▸ **AVAILABLE RECORDS**:
·····
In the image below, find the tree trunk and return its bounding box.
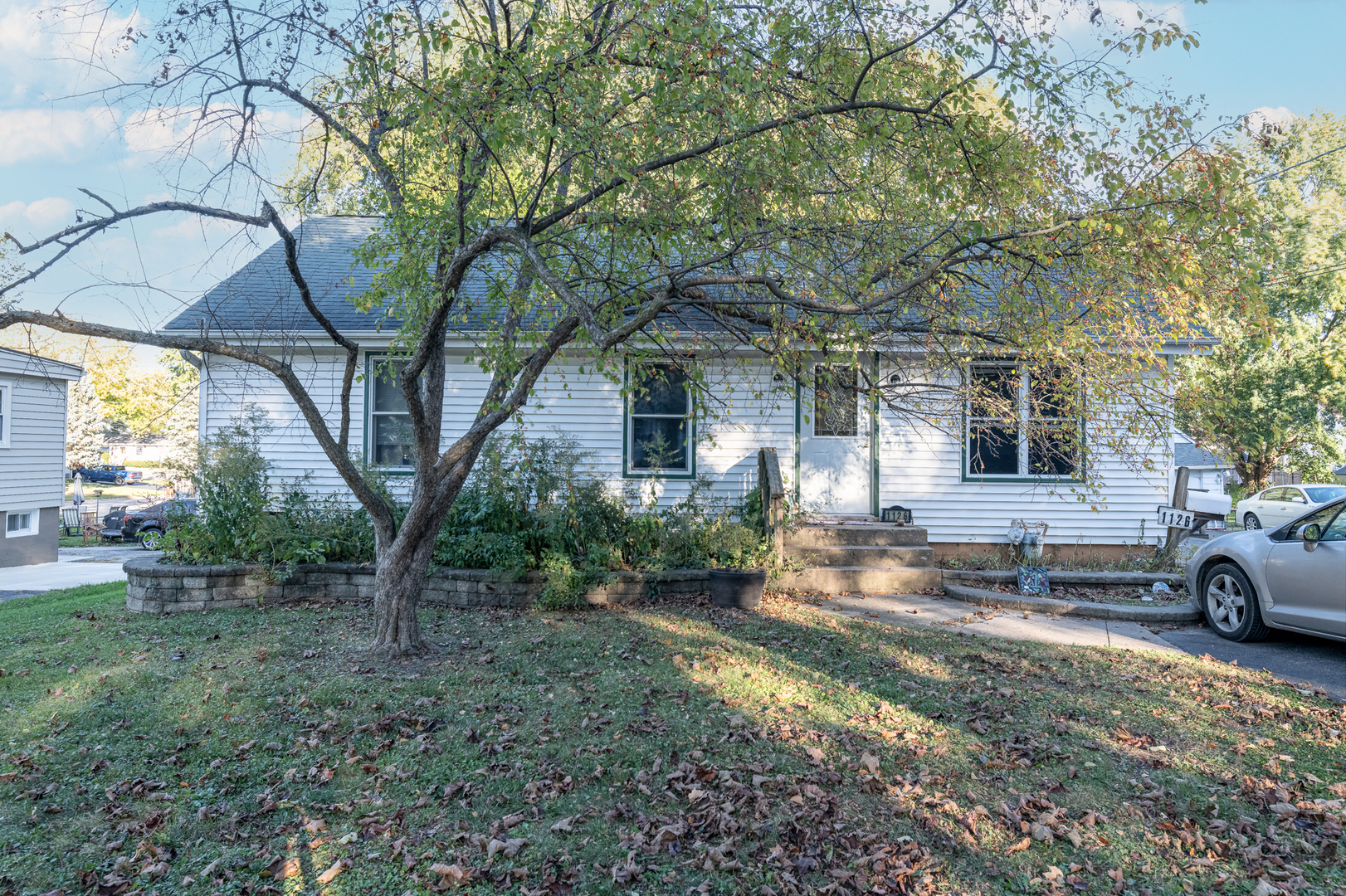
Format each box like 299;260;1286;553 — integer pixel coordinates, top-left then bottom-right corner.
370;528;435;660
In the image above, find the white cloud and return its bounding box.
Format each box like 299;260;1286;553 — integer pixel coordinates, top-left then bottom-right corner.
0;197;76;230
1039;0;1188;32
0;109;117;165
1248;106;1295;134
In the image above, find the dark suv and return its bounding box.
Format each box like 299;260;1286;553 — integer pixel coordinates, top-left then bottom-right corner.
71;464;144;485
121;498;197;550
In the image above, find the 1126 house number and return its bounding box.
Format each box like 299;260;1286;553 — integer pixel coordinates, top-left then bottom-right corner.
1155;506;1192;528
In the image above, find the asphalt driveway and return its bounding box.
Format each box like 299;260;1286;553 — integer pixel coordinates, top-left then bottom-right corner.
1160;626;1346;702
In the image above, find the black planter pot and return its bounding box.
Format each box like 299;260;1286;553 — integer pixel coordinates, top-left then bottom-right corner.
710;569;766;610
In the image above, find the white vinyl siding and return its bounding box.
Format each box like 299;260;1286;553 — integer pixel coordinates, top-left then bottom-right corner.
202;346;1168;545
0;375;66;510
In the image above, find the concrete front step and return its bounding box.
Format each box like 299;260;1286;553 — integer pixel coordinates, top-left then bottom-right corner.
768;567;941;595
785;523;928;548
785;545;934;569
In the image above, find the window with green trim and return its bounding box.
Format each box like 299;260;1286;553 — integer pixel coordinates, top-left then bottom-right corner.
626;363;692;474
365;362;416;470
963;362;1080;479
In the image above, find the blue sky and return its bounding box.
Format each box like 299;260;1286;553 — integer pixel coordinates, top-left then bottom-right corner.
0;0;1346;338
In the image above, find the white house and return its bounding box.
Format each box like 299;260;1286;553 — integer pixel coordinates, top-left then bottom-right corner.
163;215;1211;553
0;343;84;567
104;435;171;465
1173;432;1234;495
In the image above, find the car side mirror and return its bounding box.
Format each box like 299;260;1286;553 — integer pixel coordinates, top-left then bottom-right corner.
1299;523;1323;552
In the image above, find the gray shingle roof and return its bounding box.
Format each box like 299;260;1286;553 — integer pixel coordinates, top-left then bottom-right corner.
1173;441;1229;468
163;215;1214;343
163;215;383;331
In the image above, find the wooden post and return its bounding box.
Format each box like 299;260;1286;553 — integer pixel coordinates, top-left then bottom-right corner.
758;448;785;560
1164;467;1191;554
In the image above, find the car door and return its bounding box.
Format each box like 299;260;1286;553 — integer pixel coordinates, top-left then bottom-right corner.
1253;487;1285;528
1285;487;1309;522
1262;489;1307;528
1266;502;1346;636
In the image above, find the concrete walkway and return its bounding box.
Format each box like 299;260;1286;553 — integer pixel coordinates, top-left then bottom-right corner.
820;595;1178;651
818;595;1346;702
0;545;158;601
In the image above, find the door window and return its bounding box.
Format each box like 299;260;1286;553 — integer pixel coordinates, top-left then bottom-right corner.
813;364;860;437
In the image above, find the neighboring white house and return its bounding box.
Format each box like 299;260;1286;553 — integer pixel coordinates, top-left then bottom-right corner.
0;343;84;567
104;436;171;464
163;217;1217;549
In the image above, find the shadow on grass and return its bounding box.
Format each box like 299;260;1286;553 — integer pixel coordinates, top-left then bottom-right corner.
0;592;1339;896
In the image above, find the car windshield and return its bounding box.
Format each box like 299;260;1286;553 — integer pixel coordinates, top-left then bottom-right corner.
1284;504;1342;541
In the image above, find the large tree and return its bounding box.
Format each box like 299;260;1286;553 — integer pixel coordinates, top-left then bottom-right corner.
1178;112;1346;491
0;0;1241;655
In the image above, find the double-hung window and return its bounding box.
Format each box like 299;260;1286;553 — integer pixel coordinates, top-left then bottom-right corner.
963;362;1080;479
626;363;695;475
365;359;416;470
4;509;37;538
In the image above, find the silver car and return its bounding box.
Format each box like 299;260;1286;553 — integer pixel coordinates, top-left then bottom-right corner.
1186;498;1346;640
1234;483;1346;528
·····
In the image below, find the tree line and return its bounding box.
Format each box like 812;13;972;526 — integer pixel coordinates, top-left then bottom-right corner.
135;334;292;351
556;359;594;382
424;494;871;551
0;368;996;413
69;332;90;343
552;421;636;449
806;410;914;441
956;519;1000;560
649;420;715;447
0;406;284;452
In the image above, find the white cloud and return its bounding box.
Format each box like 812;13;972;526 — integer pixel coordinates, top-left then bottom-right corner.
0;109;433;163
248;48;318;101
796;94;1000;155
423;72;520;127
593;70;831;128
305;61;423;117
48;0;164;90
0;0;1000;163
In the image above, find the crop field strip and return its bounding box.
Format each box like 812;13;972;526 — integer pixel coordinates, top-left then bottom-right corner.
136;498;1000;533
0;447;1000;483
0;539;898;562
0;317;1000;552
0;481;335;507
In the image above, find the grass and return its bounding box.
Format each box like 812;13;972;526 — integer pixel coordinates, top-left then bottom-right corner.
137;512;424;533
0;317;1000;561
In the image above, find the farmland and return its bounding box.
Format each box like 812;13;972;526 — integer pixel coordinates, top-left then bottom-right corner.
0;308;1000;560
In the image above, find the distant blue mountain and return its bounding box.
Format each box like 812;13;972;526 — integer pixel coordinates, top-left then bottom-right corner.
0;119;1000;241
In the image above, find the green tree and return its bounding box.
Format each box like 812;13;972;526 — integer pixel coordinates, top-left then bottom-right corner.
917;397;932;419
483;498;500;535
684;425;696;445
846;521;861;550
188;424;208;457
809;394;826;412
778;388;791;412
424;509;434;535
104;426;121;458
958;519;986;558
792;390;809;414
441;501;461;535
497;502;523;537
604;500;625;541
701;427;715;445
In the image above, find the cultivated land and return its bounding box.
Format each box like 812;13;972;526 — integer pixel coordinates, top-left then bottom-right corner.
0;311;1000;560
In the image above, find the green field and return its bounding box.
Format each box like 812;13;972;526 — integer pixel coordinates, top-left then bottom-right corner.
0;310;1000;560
·····
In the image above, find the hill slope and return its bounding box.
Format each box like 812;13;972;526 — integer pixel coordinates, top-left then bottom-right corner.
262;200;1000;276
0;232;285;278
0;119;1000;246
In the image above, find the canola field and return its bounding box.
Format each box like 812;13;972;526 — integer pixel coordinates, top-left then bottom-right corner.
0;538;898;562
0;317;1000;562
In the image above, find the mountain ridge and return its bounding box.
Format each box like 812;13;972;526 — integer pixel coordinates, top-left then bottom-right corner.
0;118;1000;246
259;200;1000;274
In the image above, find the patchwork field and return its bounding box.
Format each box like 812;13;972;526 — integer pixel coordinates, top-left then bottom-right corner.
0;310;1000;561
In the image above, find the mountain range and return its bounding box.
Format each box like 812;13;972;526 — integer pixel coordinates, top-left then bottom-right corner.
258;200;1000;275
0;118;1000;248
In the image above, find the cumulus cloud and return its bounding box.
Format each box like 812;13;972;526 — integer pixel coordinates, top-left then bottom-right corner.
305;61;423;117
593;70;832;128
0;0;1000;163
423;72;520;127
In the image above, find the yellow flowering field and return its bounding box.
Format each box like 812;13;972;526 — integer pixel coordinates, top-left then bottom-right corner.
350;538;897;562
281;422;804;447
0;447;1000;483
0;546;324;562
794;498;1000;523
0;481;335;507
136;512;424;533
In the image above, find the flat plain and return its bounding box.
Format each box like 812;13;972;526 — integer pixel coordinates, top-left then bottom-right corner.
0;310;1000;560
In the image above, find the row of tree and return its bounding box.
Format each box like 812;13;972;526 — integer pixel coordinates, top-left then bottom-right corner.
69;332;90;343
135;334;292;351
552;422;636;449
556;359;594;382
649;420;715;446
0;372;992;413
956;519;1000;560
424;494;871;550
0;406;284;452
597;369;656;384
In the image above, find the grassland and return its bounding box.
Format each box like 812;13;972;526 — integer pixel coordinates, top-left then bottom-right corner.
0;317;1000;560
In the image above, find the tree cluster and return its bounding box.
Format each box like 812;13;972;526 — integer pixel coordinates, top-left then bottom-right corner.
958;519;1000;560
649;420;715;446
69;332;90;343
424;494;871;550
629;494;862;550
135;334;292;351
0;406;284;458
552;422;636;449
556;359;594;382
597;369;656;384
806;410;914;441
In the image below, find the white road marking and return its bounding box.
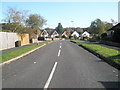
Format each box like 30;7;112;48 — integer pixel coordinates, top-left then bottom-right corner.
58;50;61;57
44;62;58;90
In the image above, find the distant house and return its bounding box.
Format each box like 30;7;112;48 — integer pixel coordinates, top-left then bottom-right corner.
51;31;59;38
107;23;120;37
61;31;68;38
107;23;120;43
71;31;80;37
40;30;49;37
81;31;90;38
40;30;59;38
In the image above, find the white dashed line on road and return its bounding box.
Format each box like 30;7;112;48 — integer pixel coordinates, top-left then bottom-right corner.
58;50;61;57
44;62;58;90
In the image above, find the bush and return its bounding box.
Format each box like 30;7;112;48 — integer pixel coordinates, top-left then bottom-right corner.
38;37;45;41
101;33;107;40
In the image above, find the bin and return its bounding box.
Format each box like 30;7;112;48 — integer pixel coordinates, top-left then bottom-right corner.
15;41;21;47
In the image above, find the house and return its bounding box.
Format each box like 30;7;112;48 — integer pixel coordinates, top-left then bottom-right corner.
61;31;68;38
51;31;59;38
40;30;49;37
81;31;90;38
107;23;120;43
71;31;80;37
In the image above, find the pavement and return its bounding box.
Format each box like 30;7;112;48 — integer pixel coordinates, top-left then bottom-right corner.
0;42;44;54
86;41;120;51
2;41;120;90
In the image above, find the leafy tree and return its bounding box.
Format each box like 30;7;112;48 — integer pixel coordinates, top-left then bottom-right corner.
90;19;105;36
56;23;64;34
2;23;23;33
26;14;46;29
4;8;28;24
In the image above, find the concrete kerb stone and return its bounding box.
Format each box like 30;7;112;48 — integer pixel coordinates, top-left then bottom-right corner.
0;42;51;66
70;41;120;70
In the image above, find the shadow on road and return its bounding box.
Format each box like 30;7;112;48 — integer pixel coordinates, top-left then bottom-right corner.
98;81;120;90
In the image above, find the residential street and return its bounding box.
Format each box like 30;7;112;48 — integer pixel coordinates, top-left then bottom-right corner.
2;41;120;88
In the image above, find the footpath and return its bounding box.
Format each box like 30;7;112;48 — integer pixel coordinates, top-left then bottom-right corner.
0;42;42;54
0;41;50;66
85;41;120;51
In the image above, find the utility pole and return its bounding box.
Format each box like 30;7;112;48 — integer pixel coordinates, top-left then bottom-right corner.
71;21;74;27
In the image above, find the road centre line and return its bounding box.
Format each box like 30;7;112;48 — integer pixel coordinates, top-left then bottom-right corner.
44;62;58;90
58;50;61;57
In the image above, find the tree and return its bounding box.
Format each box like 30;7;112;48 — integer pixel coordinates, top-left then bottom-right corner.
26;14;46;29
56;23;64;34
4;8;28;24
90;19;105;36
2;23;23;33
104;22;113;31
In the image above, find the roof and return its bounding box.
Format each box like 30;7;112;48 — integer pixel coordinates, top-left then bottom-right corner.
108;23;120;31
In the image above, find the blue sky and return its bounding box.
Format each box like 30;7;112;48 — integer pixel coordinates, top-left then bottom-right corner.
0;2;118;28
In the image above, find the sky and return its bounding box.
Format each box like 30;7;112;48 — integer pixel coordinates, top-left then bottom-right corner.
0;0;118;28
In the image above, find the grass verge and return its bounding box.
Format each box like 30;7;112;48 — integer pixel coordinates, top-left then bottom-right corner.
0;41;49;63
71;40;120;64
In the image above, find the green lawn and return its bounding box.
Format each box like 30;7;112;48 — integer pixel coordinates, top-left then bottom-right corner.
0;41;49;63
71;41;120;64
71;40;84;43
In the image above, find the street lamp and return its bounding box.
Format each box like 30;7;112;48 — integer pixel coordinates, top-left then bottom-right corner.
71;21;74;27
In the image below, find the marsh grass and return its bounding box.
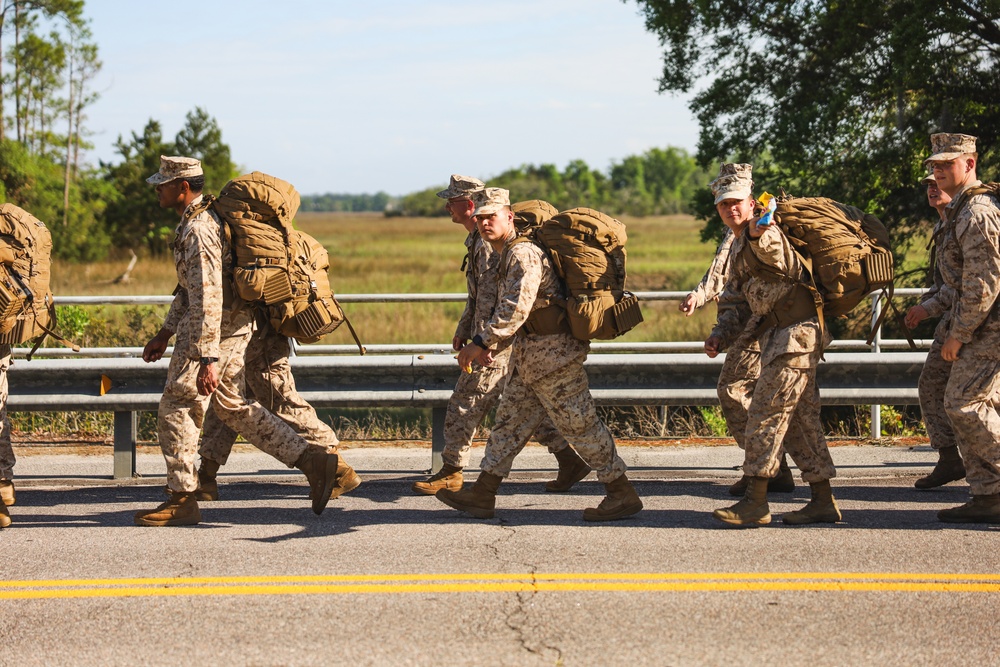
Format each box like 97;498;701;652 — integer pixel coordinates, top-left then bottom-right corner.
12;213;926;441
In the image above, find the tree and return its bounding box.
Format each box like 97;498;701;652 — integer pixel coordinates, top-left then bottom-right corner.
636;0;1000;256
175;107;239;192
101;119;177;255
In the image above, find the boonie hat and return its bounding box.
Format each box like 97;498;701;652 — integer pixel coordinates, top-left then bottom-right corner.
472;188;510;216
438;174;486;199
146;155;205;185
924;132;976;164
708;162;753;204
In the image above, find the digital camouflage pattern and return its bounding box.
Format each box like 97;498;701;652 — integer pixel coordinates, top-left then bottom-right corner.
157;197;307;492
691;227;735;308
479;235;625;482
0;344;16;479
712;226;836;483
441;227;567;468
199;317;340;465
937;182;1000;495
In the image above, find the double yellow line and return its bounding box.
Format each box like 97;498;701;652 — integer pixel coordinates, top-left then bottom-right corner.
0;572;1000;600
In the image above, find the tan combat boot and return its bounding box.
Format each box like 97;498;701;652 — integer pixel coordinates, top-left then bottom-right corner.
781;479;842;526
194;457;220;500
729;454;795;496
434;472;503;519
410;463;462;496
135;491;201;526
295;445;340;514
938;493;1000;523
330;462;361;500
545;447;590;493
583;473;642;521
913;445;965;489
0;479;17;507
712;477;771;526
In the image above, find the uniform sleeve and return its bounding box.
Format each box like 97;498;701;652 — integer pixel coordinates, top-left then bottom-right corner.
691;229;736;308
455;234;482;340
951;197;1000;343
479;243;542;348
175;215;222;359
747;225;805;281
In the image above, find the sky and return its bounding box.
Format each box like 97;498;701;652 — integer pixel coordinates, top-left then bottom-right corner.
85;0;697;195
·····
▸ **TASK BRIEF**: Which lines of the rows above contain the word "white"? Collect each one, and treat uppercase and lowercase as different.

▸ **THE RESPONSE**:
In the image above, find the white cloud and return its bounding box.
In the image above, find the white vinyl siding and return its bounding box.
In the image above, find the white house and return its bounding box.
In the image above, find the neighboring white house and return its bounding box.
In the image above, find the white cloud and return its bounding box.
In the image below, find the white road marking and return its bounding box.
In the image above, find the white dashed line on road and return its bounding box.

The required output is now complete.